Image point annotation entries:
↓
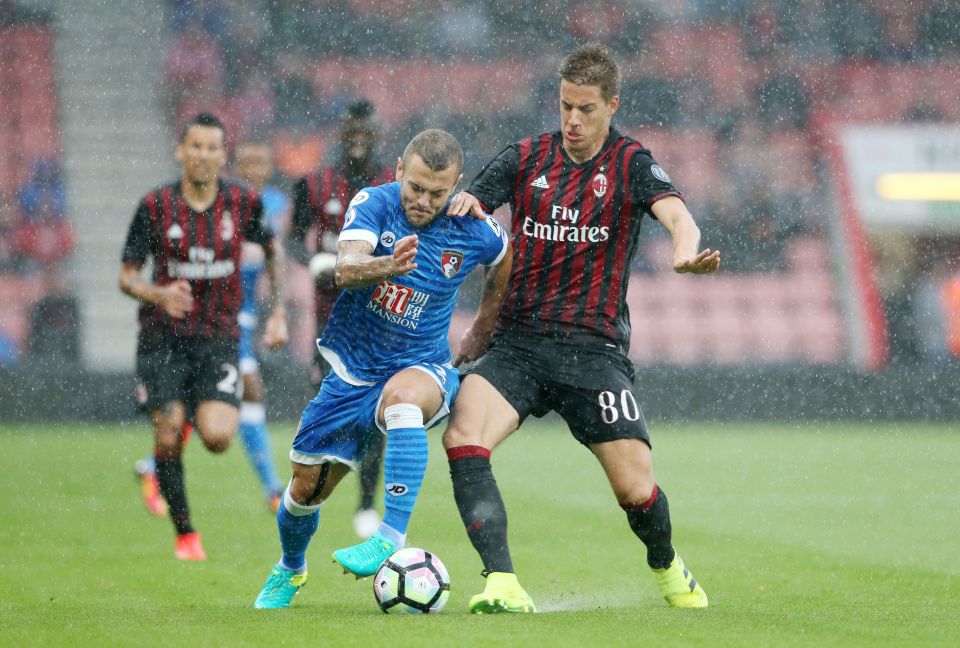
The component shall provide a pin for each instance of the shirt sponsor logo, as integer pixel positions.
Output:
(396, 488)
(560, 231)
(600, 185)
(495, 226)
(202, 264)
(351, 216)
(398, 304)
(450, 262)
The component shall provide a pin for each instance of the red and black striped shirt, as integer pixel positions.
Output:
(575, 232)
(203, 248)
(320, 200)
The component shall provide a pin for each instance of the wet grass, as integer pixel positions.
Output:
(802, 535)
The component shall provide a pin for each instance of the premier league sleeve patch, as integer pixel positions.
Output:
(450, 262)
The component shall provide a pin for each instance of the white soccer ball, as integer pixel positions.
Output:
(412, 581)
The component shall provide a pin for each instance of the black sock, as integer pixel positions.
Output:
(650, 521)
(170, 480)
(480, 505)
(370, 467)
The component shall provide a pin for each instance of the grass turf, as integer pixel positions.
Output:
(816, 535)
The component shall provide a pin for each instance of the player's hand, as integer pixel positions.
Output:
(176, 299)
(473, 344)
(705, 262)
(463, 204)
(275, 333)
(404, 253)
(322, 264)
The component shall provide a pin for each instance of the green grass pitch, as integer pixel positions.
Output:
(812, 535)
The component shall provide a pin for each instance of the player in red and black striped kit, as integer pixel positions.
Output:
(319, 201)
(559, 321)
(187, 349)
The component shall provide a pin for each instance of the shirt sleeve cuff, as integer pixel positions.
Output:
(359, 235)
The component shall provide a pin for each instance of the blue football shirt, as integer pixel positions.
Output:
(378, 330)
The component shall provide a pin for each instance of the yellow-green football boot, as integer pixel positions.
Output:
(502, 594)
(679, 586)
(280, 588)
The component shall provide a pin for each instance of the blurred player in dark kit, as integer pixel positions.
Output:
(319, 201)
(188, 344)
(254, 165)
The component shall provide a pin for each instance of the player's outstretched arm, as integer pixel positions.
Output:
(357, 267)
(175, 299)
(674, 215)
(476, 339)
(463, 204)
(275, 333)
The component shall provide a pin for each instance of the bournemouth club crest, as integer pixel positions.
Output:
(599, 185)
(450, 262)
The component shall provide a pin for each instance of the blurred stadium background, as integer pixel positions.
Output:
(815, 142)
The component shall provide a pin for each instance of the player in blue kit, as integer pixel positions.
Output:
(400, 263)
(254, 165)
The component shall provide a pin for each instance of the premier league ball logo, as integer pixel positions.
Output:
(450, 262)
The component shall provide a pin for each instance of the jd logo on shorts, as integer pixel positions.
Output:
(397, 489)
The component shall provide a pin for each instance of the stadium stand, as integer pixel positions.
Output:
(36, 236)
(730, 98)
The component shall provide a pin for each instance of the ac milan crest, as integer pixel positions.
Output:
(450, 262)
(599, 185)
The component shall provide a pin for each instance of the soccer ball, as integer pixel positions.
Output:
(412, 581)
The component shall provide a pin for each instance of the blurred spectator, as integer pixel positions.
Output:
(463, 28)
(781, 97)
(9, 355)
(597, 20)
(44, 196)
(44, 236)
(938, 29)
(855, 29)
(10, 261)
(55, 323)
(193, 62)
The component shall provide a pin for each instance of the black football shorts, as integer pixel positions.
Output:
(186, 369)
(596, 396)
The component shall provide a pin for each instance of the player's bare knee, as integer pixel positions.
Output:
(398, 395)
(634, 494)
(455, 436)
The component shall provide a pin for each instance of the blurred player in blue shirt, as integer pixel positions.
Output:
(400, 263)
(254, 165)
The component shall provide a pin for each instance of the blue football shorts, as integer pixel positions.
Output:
(341, 421)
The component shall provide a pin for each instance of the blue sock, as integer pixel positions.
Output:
(404, 464)
(256, 441)
(297, 525)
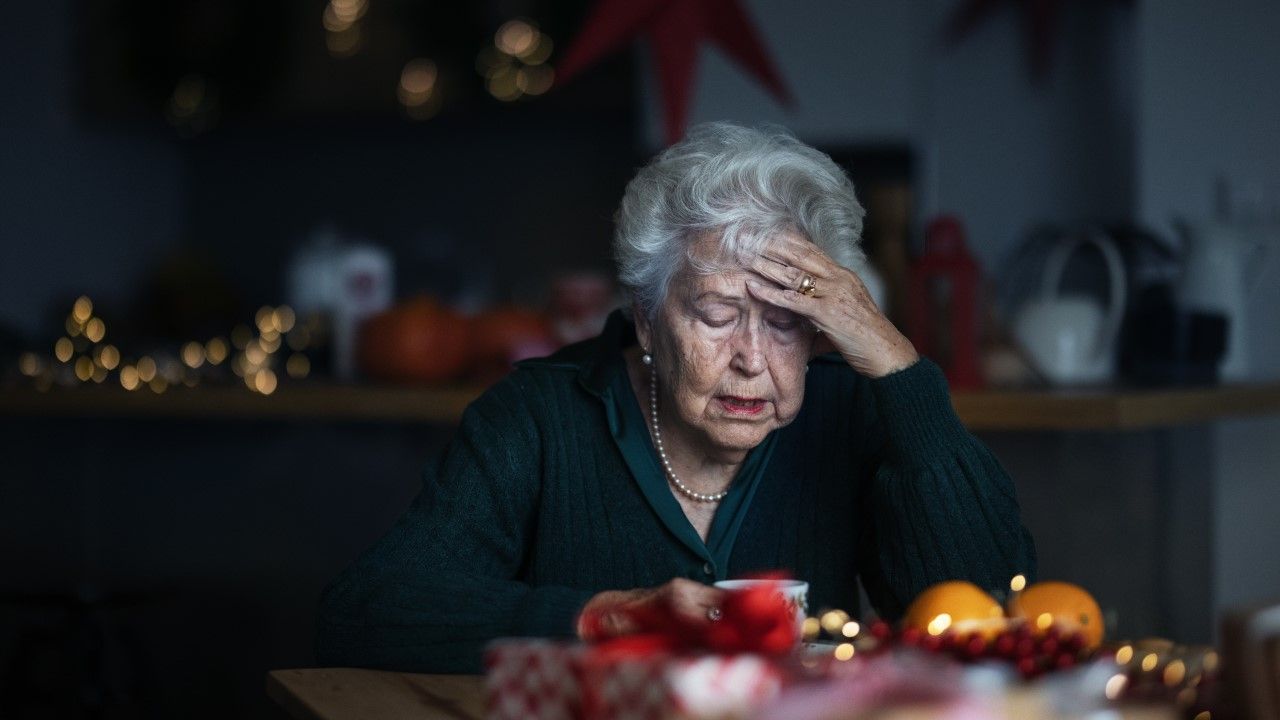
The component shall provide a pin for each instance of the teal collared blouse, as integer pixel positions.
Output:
(630, 432)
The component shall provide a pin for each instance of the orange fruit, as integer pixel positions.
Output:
(1069, 606)
(958, 606)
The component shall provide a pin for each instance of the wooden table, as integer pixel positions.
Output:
(346, 693)
(343, 693)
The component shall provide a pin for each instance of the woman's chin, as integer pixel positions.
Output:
(737, 436)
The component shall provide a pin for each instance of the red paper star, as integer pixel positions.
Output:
(675, 28)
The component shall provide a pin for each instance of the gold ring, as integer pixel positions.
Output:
(808, 286)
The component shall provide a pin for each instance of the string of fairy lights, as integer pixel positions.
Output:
(275, 345)
(513, 67)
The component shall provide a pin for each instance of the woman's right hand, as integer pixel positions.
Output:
(624, 613)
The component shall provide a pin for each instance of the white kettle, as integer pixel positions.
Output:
(1072, 340)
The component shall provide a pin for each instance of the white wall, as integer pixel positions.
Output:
(1001, 151)
(1208, 108)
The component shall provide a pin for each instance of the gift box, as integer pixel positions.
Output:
(542, 679)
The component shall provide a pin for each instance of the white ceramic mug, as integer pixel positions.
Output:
(795, 592)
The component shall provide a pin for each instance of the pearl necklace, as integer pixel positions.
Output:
(662, 452)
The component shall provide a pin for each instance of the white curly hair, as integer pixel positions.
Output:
(744, 183)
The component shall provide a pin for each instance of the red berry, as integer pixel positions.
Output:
(976, 647)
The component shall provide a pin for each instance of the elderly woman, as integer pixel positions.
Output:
(702, 436)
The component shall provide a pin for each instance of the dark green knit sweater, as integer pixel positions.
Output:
(531, 510)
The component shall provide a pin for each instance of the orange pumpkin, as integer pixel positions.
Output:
(958, 606)
(1065, 605)
(416, 341)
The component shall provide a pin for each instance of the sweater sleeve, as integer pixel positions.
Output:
(937, 505)
(440, 584)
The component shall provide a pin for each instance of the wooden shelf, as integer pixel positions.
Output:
(1111, 409)
(986, 410)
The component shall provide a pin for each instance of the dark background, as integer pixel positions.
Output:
(160, 568)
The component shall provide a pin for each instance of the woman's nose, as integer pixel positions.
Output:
(748, 352)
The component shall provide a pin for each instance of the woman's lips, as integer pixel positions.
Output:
(741, 405)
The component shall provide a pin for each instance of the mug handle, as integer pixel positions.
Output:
(1119, 288)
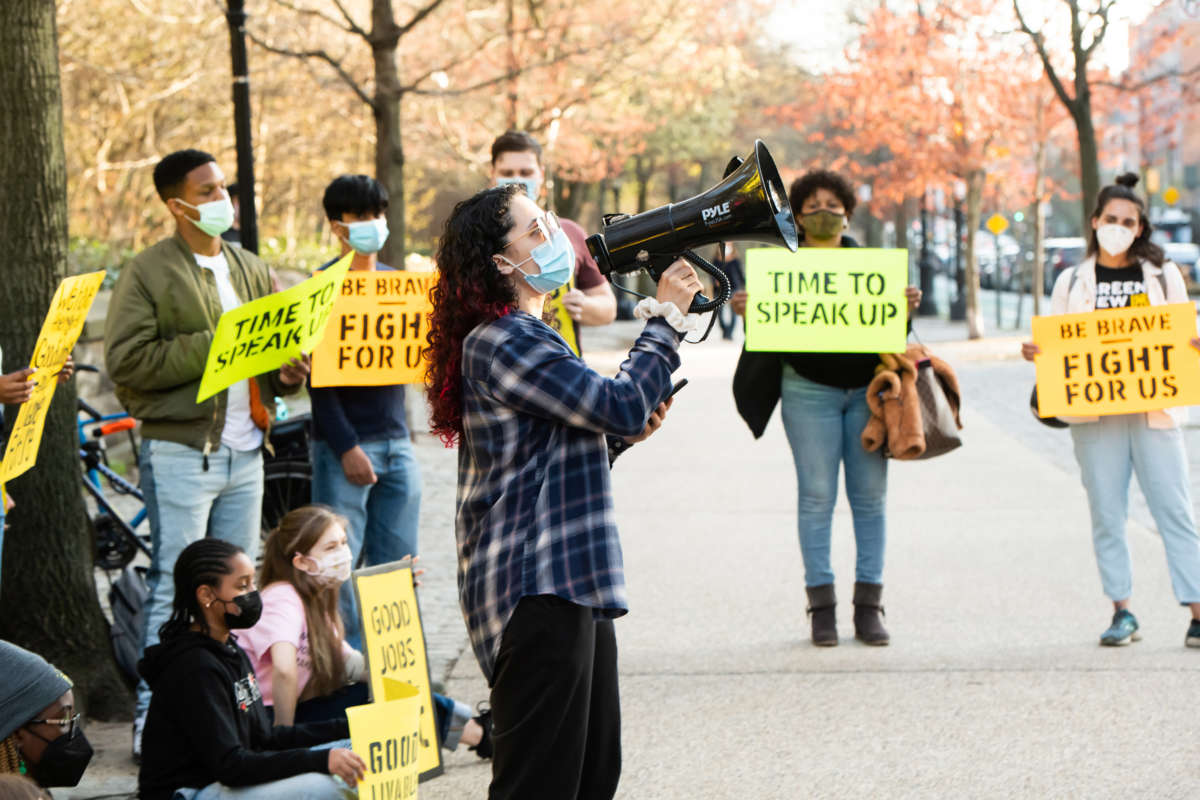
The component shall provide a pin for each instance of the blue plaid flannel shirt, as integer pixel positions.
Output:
(534, 512)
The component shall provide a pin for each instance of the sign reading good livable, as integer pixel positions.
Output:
(826, 300)
(1117, 361)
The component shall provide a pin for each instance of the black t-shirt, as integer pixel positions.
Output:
(1120, 287)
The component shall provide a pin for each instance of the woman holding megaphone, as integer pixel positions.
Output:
(823, 403)
(540, 570)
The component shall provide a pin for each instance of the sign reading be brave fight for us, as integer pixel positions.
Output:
(1117, 361)
(377, 332)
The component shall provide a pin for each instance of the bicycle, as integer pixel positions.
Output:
(117, 537)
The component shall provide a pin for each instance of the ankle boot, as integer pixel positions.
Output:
(823, 615)
(869, 614)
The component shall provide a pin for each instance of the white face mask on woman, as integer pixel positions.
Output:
(1115, 239)
(333, 567)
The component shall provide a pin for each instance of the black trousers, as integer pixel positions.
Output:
(556, 710)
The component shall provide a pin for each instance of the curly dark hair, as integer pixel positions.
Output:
(1141, 248)
(469, 290)
(804, 186)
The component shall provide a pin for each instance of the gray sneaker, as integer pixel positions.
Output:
(1122, 631)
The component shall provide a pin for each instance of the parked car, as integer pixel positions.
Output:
(1061, 253)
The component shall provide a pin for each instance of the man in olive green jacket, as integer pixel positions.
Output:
(201, 463)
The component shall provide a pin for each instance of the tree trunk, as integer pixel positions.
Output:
(1089, 156)
(975, 211)
(47, 593)
(389, 143)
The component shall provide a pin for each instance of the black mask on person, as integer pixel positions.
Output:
(64, 759)
(251, 607)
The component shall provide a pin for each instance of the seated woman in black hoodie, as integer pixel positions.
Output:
(208, 735)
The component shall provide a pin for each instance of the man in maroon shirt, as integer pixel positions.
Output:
(516, 158)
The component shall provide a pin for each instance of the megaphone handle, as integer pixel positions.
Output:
(701, 304)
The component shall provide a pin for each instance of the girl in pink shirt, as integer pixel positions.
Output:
(305, 668)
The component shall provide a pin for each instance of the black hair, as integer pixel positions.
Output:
(359, 194)
(202, 564)
(1141, 248)
(807, 185)
(515, 142)
(171, 173)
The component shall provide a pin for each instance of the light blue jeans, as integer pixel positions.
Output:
(185, 504)
(313, 786)
(825, 427)
(383, 517)
(1109, 452)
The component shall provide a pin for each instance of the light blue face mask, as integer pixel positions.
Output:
(528, 182)
(555, 258)
(367, 236)
(216, 217)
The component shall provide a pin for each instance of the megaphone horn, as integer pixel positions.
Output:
(749, 204)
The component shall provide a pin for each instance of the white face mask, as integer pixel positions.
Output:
(1115, 239)
(333, 567)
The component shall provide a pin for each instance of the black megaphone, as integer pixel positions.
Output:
(749, 204)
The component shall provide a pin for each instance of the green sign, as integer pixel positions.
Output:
(827, 300)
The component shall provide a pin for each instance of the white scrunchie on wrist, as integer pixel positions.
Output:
(670, 312)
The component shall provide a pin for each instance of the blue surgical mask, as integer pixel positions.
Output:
(556, 259)
(528, 182)
(367, 236)
(216, 217)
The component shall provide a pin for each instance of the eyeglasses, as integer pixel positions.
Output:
(70, 723)
(546, 224)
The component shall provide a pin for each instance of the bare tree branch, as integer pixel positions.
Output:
(321, 55)
(1039, 43)
(313, 12)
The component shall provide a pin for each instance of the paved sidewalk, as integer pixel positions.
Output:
(994, 685)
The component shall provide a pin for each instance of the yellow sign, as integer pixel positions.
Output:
(265, 334)
(377, 332)
(557, 317)
(385, 734)
(826, 300)
(394, 645)
(1117, 361)
(60, 331)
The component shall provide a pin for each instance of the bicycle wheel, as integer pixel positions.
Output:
(287, 485)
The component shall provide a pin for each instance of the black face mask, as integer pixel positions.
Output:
(63, 761)
(251, 607)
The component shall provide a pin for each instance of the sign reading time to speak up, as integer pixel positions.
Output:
(826, 300)
(394, 645)
(1117, 361)
(377, 332)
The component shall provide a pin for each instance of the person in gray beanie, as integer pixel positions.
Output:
(40, 732)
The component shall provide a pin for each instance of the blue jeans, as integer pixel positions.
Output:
(825, 427)
(1109, 452)
(383, 517)
(315, 786)
(185, 504)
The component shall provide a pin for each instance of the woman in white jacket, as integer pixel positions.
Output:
(1126, 269)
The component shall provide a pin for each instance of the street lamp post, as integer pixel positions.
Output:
(249, 230)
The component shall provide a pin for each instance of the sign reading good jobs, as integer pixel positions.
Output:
(1117, 361)
(265, 334)
(385, 734)
(394, 645)
(826, 300)
(60, 330)
(378, 331)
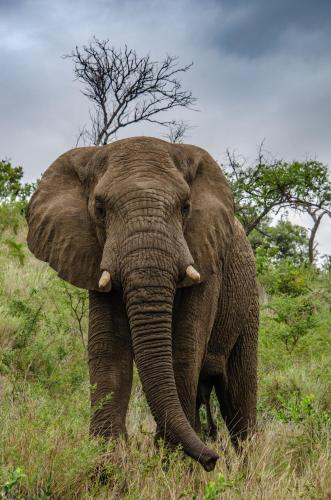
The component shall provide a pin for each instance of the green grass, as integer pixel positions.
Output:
(45, 450)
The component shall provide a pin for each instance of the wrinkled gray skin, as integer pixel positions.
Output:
(144, 210)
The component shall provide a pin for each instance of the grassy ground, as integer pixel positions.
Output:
(45, 451)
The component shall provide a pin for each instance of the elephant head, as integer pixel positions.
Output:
(145, 216)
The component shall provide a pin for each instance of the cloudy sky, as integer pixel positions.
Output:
(262, 70)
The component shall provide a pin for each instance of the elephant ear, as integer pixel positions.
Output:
(209, 229)
(61, 231)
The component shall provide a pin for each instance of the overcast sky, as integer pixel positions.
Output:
(262, 70)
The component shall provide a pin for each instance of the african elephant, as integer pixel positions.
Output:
(148, 227)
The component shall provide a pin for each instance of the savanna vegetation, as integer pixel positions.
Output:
(45, 450)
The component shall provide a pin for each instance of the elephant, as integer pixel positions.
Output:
(148, 228)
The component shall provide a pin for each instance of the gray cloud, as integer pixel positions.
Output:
(261, 70)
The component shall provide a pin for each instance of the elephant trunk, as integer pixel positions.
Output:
↑
[WRITTEN REQUEST] Return the lines above, from the one containing "african elephant, as integer pixel positions." to the end, exactly as they stand.

[RESULT FOR THIS EXERCISE]
The component shall provide a pin for each instance of the african elephant, as integer pixel positions.
Output:
(148, 227)
The component shall provide a pin for each instance of the savanna vegetation, as integer pixel positions.
Output:
(45, 450)
The component shall provide a pin for each instance of the elephant, as integer pixel positions.
Output:
(148, 228)
The component shall provide a pin for each instance of the gray cloud, as integer pixel positions.
Output:
(261, 70)
The component shall provide a pin for each instance of the elephant trunk, as integer pixel positions.
Output:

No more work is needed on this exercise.